#### WHAT THIS TASK INVOLVES:
Beginning at the line that contains "Task: set a dot on every instance of the floral", reproduce every line to the end of the material without changing any of them.

#### DATASET EXCERPTS:
§ §

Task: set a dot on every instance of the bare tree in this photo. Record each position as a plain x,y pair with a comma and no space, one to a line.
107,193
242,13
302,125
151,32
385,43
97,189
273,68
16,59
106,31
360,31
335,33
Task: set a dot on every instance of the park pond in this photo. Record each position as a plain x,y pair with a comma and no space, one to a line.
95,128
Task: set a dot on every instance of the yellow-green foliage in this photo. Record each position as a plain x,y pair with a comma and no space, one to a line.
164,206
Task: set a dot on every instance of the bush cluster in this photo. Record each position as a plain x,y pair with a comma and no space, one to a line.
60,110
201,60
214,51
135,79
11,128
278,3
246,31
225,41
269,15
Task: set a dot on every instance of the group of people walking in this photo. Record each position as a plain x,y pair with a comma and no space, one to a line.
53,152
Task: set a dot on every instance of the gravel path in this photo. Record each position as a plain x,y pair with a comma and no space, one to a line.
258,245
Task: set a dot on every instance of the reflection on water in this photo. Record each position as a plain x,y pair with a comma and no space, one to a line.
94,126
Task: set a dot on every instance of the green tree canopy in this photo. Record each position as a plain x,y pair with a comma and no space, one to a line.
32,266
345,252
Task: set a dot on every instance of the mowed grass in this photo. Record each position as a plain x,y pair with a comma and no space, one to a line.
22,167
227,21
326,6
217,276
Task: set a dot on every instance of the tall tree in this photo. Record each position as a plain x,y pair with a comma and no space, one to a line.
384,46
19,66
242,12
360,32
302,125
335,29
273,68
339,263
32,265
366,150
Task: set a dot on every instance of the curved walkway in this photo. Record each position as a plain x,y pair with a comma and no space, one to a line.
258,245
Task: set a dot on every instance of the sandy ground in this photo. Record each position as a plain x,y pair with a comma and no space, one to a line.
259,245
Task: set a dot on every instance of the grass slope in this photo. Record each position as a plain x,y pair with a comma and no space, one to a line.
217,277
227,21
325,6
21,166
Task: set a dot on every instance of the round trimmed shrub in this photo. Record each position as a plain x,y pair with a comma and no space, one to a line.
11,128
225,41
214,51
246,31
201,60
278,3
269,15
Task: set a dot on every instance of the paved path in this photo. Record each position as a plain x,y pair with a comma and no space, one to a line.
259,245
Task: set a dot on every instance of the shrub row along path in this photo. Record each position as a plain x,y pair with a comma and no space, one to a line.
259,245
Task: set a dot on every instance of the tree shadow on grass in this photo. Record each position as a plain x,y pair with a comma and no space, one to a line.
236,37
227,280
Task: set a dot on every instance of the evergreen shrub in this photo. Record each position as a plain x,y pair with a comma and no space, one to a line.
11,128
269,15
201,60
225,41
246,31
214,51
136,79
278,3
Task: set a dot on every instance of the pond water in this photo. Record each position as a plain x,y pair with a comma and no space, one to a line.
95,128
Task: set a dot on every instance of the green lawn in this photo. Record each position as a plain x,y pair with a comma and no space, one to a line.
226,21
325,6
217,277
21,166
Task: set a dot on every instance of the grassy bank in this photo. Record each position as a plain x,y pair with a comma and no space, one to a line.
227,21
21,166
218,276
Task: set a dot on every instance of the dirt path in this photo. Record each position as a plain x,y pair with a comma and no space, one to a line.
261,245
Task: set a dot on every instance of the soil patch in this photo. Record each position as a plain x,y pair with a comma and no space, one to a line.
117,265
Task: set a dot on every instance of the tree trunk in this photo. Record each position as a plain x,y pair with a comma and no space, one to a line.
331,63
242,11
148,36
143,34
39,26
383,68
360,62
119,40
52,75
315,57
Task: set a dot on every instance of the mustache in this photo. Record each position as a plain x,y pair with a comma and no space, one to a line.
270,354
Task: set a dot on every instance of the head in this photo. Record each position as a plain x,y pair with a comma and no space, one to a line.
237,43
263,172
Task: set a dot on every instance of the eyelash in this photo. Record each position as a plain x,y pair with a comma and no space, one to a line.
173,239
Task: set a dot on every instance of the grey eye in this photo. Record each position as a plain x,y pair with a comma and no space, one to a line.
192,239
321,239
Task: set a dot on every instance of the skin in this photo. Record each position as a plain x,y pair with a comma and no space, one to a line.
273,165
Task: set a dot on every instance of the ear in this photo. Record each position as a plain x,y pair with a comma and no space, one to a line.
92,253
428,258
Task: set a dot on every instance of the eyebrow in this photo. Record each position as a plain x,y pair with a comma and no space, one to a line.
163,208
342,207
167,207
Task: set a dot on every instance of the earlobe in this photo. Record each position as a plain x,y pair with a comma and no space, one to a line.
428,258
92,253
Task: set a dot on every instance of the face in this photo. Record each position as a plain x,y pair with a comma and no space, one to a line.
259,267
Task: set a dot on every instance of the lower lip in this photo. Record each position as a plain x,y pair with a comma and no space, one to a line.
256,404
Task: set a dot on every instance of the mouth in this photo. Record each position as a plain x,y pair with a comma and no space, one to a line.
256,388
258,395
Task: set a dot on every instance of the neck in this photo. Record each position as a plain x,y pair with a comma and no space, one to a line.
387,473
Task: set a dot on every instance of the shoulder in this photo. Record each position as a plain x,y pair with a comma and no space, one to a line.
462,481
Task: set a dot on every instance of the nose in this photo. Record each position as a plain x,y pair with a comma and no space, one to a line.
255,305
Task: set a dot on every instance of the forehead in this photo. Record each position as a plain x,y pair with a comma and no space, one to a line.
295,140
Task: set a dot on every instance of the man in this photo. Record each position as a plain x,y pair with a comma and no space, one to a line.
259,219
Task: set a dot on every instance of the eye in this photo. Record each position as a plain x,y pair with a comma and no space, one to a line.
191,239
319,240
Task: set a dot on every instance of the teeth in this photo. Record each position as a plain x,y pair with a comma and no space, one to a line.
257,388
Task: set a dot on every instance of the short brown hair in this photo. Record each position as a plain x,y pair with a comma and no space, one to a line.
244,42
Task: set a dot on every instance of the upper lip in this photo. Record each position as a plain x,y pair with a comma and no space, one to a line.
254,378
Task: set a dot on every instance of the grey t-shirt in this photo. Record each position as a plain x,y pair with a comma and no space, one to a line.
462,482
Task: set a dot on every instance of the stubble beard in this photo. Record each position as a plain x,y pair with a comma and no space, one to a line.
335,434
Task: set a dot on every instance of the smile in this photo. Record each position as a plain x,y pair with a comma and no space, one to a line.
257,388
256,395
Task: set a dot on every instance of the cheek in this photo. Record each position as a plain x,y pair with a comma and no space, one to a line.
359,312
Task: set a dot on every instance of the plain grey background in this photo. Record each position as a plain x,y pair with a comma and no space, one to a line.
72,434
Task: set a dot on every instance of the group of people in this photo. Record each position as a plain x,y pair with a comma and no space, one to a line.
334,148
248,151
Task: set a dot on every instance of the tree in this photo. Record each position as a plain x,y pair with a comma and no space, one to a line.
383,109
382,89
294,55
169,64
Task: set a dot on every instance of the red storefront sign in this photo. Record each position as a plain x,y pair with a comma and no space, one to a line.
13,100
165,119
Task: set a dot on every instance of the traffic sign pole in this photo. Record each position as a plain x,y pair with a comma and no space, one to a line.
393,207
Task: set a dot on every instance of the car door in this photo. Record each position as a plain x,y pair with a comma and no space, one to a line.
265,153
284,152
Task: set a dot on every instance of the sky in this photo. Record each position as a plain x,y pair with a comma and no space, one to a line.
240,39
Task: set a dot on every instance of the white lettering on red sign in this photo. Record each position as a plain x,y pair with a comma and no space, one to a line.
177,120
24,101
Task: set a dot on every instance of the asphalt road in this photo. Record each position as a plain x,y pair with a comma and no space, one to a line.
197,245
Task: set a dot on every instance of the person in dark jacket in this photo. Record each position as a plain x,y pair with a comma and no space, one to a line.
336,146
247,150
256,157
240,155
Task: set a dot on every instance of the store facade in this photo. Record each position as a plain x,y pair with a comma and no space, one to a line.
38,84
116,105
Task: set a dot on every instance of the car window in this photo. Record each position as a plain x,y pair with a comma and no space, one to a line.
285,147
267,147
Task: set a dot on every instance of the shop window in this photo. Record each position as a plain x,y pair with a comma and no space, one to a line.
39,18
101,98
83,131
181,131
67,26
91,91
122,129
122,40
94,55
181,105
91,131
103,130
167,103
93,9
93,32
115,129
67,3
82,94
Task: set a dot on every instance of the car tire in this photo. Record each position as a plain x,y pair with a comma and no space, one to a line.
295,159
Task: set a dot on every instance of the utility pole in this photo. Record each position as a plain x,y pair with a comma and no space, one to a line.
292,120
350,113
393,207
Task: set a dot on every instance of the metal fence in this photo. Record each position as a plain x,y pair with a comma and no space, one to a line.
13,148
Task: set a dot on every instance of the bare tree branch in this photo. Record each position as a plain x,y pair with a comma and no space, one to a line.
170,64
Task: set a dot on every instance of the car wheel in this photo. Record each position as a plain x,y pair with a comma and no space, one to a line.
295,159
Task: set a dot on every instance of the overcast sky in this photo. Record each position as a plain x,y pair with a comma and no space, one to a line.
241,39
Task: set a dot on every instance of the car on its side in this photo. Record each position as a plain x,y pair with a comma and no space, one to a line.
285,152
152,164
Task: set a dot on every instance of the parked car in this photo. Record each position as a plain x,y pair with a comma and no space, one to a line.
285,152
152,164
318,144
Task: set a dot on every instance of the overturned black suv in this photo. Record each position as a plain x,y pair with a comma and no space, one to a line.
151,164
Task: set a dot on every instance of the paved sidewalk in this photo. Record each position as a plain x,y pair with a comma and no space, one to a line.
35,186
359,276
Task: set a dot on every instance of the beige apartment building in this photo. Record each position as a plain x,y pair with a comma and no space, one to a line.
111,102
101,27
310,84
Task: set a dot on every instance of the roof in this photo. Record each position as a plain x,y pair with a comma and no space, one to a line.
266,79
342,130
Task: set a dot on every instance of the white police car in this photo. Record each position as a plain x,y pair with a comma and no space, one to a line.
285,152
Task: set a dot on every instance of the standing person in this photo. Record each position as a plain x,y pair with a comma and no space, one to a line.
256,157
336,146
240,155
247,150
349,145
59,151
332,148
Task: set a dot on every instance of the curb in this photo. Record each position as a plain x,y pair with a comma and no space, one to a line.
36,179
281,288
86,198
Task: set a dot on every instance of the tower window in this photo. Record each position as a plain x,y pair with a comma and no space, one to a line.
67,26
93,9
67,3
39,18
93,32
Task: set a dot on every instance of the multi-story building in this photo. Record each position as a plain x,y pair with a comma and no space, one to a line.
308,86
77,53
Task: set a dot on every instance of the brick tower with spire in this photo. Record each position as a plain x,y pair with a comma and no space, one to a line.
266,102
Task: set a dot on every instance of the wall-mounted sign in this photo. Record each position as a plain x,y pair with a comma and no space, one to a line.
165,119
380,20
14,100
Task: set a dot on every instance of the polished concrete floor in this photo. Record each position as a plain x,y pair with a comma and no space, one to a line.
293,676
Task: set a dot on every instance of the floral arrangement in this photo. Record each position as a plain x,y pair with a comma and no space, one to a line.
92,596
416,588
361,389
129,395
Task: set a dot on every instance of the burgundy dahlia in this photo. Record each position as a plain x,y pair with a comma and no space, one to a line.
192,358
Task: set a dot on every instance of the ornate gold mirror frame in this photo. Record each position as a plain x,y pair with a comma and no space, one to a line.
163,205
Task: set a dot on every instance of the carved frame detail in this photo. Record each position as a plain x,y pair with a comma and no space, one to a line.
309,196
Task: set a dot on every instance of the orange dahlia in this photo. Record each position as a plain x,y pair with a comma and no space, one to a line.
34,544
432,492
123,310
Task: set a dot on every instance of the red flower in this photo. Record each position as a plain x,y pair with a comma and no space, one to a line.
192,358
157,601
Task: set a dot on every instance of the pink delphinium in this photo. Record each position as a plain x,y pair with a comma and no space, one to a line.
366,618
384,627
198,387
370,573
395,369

§ §

#### WORKED SOLUTION:
Task: set a dot on every instance of the floral arrangement in this photo. Record each position as a plain x,y pair with a comma and no space, one to a line.
92,596
416,588
361,389
129,395
Task: set a dot on every instance of the burgundy dahlia in this photo. Record each position as a plain x,y pair with a comma and no space, one to a line.
192,358
Task: set a dot on every instance of the ornate gold mirror frame in this photo. Record each position as a plain x,y pair with a comma and no space, one to a line.
163,205
Task: set a dot on every instance of the carved frame detail in this photo. Record each position as a plain x,y pair with a comma and no space, one to a line.
309,196
Task: set a dot on every instance of the orange dahlia in this photo. Record each position as a plain x,y pair with a comma and no space, one to a line.
34,544
432,492
123,310
Task: set a dot on every instance of the red flower in this photo. Record each position as a plain x,y pair with a comma and no space, one to a line.
192,358
157,601
Task: set a dot on every instance of the pink delphinium in this photo. Record each position as a plain x,y pair with a comma and no space, one to a line.
366,618
384,627
198,387
370,573
395,369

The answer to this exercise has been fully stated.